SET PROBLEM ▸
Put every line from the one containing "Point to the green grass verge." through the last line of the items, both ends included, into a JSON list of strings, one string per line and blank lines left out. Include no other lines.

════════════════

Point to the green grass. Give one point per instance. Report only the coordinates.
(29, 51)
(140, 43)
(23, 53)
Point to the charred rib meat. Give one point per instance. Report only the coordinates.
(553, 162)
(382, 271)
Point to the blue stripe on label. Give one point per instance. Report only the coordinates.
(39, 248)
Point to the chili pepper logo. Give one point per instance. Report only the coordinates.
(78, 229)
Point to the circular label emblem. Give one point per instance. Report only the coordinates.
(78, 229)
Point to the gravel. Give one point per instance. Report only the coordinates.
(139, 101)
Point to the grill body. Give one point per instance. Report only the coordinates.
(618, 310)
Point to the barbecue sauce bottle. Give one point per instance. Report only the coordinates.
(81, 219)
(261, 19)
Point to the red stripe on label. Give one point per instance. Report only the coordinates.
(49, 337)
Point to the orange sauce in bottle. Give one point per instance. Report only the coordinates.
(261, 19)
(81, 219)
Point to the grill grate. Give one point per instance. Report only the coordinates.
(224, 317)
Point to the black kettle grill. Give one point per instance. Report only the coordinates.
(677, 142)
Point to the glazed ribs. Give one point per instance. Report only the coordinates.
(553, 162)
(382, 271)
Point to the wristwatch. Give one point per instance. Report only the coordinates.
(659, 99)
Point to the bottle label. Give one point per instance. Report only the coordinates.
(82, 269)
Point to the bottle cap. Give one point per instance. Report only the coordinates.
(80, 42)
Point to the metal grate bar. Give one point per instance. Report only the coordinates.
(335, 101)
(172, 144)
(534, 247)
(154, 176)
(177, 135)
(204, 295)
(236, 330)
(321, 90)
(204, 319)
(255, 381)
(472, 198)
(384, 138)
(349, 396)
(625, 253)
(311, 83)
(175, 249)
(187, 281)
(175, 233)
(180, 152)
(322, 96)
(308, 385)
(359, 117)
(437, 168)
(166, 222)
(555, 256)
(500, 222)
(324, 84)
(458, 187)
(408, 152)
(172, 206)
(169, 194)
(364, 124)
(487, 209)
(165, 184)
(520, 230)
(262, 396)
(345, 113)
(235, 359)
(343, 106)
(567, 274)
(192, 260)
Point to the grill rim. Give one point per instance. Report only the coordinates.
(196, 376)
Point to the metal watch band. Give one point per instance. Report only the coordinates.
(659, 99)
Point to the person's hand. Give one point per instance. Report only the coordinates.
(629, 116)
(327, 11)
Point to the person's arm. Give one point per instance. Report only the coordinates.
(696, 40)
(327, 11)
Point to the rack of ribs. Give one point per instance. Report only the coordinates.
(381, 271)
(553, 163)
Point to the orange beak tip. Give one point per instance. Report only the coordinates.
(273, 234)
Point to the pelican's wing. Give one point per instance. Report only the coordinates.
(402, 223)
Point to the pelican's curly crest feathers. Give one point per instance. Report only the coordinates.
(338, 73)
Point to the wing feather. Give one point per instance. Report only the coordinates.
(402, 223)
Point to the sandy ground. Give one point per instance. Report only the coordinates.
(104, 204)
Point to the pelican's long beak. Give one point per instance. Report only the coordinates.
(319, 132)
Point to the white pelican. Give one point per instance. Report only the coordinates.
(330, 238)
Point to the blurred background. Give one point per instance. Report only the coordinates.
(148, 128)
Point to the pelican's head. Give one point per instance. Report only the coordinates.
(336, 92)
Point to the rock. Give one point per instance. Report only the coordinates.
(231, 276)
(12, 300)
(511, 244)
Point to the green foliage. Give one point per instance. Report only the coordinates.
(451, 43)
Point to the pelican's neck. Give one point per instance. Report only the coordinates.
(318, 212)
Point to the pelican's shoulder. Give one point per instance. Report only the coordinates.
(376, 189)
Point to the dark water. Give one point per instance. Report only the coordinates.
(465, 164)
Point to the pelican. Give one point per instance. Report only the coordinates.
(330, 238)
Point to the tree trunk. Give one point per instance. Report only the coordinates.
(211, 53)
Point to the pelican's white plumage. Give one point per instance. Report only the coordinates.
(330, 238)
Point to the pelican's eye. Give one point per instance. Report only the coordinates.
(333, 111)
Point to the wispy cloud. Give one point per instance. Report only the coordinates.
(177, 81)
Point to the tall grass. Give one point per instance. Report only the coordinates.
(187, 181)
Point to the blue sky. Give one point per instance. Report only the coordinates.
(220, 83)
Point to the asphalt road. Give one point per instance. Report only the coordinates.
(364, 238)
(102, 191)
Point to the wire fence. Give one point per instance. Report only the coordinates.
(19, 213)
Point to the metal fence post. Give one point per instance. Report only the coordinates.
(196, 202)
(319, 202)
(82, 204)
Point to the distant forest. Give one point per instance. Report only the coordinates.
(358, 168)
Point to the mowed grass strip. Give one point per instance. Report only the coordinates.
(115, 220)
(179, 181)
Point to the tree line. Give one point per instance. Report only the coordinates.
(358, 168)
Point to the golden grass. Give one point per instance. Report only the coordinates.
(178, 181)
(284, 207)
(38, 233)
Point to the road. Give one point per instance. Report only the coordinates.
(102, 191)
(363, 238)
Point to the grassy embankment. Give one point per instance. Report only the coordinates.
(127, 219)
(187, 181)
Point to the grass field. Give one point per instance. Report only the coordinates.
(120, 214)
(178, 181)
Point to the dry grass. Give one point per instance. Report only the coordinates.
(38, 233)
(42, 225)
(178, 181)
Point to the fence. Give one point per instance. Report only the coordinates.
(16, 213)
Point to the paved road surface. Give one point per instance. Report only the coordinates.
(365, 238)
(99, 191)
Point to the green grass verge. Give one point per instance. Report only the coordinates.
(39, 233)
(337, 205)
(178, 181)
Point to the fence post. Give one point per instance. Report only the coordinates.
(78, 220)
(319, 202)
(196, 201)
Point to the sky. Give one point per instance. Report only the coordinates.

════════════════

REPLY TO THE EXERCISE ▸
[
  "Point to the green grass verge. Give one point per instance. Report only the coordinates.",
  "(39, 233)",
  "(337, 205)",
  "(178, 181)",
  "Point to the fence post. Give one point per instance. Report only the coordinates.",
  "(78, 220)",
  "(319, 202)",
  "(196, 201)",
  "Point to the sky. Give one point per instance. Report only the coordinates."
]